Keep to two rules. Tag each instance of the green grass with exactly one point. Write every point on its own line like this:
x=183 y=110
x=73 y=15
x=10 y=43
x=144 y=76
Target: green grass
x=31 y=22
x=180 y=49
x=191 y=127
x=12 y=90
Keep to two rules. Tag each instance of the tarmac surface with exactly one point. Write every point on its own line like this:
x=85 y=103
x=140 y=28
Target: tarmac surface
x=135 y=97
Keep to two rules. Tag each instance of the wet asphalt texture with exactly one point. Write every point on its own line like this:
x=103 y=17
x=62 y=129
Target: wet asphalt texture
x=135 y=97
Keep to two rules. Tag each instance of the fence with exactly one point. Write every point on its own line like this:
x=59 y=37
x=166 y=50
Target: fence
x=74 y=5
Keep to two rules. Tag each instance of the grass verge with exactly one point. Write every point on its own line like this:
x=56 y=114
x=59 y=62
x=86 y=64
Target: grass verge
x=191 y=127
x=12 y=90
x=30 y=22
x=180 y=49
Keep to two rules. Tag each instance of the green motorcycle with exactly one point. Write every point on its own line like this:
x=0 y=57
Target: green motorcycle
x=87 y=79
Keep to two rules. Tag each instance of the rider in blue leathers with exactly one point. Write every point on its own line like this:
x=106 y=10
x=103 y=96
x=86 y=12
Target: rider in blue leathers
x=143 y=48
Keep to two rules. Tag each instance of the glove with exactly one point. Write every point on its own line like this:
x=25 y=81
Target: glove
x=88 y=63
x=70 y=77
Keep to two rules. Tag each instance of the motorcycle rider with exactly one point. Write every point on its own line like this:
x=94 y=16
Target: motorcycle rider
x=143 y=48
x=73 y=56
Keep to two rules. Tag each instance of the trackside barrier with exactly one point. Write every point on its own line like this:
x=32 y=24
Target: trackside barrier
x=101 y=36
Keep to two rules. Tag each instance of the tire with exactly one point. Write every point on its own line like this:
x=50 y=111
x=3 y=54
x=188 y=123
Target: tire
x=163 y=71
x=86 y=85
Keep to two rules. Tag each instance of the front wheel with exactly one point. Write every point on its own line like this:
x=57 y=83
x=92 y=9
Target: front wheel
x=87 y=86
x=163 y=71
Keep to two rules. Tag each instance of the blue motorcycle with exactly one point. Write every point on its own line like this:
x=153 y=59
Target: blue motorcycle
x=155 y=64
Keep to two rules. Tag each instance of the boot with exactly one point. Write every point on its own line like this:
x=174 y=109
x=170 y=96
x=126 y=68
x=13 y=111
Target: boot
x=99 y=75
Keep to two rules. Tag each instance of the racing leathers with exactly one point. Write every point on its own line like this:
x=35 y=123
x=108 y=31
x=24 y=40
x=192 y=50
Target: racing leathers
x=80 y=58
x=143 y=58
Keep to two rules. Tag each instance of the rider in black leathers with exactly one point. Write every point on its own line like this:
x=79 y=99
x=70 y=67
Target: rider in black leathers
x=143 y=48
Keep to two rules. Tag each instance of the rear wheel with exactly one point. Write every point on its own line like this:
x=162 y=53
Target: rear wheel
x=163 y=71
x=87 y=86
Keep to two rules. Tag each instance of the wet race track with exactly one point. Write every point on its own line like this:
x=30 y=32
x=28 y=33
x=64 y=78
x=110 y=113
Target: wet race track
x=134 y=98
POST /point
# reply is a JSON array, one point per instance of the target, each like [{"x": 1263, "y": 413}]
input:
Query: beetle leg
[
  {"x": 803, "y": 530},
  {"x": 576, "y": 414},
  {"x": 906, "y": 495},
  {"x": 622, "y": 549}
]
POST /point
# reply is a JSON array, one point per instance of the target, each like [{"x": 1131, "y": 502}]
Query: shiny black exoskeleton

* [Assignment] Reproduce exactly the entries above, limited to the lines from the one with "Target: front wheel" through the one with "Keep to two rules. Tag each instance of the racing", both included.

* [Response area]
Target: front wheel
x=87 y=86
x=163 y=71
Keep to two rules. Tag each instance of the blue motorcycle with exactly one point. Write every point on its own line like this:
x=153 y=59
Target: blue motorcycle
x=155 y=64
Keep to two rules. Tag each instance of the boot with exactly one point. Write every point on its own line like this:
x=174 y=109
x=170 y=96
x=126 y=68
x=13 y=111
Target: boot
x=99 y=75
Keep to two rules. Tag each instance of the racing leathers with exactly one point. Write every point on its own line like this:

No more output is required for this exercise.